Leave every picture out and give back the lines below from the first through the line that holds "Target = person in black coat", exactly as written.

○ ○ ○ ○ ○

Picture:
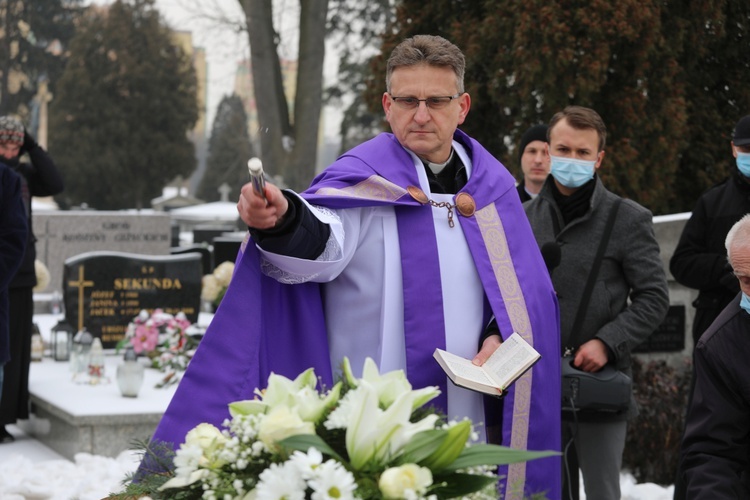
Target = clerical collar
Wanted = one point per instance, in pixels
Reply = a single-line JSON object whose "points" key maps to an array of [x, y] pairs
{"points": [[438, 167]]}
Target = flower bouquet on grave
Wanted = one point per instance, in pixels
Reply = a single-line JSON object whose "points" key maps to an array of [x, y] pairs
{"points": [[214, 285], [367, 438], [165, 339]]}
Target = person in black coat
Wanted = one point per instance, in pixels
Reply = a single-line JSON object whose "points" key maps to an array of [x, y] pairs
{"points": [[13, 234], [534, 160], [40, 177], [700, 259], [715, 454]]}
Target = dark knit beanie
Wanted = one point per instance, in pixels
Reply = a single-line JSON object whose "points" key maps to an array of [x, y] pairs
{"points": [[11, 130], [742, 132], [534, 133]]}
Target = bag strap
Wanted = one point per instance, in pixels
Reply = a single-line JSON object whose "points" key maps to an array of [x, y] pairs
{"points": [[594, 270]]}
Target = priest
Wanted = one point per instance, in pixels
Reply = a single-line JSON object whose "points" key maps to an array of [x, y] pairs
{"points": [[412, 241]]}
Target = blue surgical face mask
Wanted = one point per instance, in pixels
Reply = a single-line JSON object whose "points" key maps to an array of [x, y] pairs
{"points": [[743, 163], [745, 302], [570, 172]]}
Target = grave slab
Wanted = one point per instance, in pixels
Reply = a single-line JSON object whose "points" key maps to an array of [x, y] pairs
{"points": [[72, 418]]}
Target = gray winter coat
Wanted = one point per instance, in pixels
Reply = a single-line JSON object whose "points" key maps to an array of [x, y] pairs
{"points": [[631, 269]]}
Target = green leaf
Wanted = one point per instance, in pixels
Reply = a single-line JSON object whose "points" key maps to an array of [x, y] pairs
{"points": [[459, 485], [421, 446], [450, 448], [491, 454], [303, 442]]}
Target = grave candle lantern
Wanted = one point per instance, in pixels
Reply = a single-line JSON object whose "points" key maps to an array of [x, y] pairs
{"points": [[62, 339], [130, 374], [81, 352]]}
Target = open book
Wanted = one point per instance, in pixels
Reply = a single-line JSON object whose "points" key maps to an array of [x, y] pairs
{"points": [[507, 363]]}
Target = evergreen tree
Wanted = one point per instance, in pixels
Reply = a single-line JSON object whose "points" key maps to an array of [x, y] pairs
{"points": [[289, 143], [716, 74], [34, 37], [228, 151], [661, 74], [356, 27], [124, 106]]}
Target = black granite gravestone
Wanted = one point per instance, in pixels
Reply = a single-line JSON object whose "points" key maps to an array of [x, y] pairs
{"points": [[204, 233], [226, 249], [669, 336], [104, 291], [207, 258]]}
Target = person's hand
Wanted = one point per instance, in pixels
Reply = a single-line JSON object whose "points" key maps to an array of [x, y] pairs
{"points": [[489, 346], [29, 142], [258, 213], [591, 356]]}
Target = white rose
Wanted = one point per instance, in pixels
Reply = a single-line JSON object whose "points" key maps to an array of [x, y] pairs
{"points": [[207, 436], [223, 273], [281, 423], [396, 481]]}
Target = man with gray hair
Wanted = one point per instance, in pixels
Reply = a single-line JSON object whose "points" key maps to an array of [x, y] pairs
{"points": [[715, 460], [412, 241]]}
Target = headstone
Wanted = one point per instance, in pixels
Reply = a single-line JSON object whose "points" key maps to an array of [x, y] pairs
{"points": [[205, 233], [104, 291], [64, 234], [670, 335], [207, 258], [226, 248]]}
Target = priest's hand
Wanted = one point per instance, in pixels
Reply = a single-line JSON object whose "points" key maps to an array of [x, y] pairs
{"points": [[259, 213], [489, 346], [591, 356]]}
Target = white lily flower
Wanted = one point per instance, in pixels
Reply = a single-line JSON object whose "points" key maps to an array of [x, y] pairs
{"points": [[390, 385], [280, 423], [375, 435]]}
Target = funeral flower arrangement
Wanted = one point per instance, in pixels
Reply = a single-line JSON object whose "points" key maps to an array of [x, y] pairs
{"points": [[214, 285], [367, 438], [165, 339]]}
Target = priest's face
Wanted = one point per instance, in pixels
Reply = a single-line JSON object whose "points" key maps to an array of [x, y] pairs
{"points": [[427, 128]]}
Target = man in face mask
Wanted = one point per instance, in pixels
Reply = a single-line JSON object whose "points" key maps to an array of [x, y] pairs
{"points": [[699, 260], [600, 327], [39, 177], [715, 446]]}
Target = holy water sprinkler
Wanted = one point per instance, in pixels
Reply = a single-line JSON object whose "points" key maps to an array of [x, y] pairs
{"points": [[255, 167]]}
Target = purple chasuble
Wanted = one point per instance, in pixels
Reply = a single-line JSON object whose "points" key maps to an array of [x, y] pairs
{"points": [[263, 326]]}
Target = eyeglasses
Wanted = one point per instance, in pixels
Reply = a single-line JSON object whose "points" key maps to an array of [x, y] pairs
{"points": [[438, 102]]}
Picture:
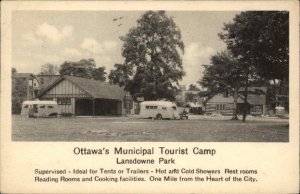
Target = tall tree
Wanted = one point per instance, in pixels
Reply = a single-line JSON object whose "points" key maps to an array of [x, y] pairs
{"points": [[152, 52], [85, 68], [99, 73], [18, 92], [193, 87], [49, 69], [224, 74], [260, 40]]}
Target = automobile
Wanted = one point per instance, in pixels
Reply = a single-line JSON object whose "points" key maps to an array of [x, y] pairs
{"points": [[159, 110], [184, 114]]}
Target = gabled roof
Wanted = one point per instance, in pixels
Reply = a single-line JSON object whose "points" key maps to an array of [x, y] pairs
{"points": [[256, 96], [24, 75], [219, 98], [97, 89]]}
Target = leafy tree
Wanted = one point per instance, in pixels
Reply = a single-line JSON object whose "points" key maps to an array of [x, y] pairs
{"points": [[18, 92], [49, 69], [260, 40], [99, 73], [121, 75], [224, 74], [193, 87], [85, 68], [152, 57]]}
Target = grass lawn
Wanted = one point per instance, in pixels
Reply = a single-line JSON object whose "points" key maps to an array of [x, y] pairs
{"points": [[134, 129]]}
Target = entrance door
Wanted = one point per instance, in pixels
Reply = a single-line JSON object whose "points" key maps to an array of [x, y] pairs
{"points": [[84, 107]]}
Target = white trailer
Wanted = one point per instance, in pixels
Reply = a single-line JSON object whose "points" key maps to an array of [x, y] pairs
{"points": [[159, 110], [39, 108]]}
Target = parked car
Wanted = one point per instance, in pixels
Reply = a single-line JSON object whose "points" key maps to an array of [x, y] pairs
{"points": [[159, 110], [39, 108]]}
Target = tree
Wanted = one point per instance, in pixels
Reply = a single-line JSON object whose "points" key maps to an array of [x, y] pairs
{"points": [[193, 87], [85, 68], [224, 74], [49, 69], [120, 75], [260, 40], [99, 73], [152, 52], [18, 92]]}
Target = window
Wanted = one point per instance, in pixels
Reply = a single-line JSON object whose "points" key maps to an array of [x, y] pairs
{"points": [[64, 101], [151, 107], [220, 107]]}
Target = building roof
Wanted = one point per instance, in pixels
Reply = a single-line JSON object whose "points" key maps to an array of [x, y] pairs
{"points": [[97, 89], [219, 98], [24, 75], [256, 96], [46, 80]]}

○ ○ ○ ○ ○

Solution to this exercise:
Picture:
Target = clerical collar
Wanted = one point per instance, in pixels
Reply = a single-line JSON object whose "points" key maps to an array of [x, y] pairs
{"points": [[438, 167]]}
Target = flower bouquet on grave
Wanted = one point per instance, in pixels
Reply = a single-line JSON object whose "points" key maps to an array of [x, y] pairs
{"points": [[214, 285], [367, 438], [165, 339]]}
Target = person in black coat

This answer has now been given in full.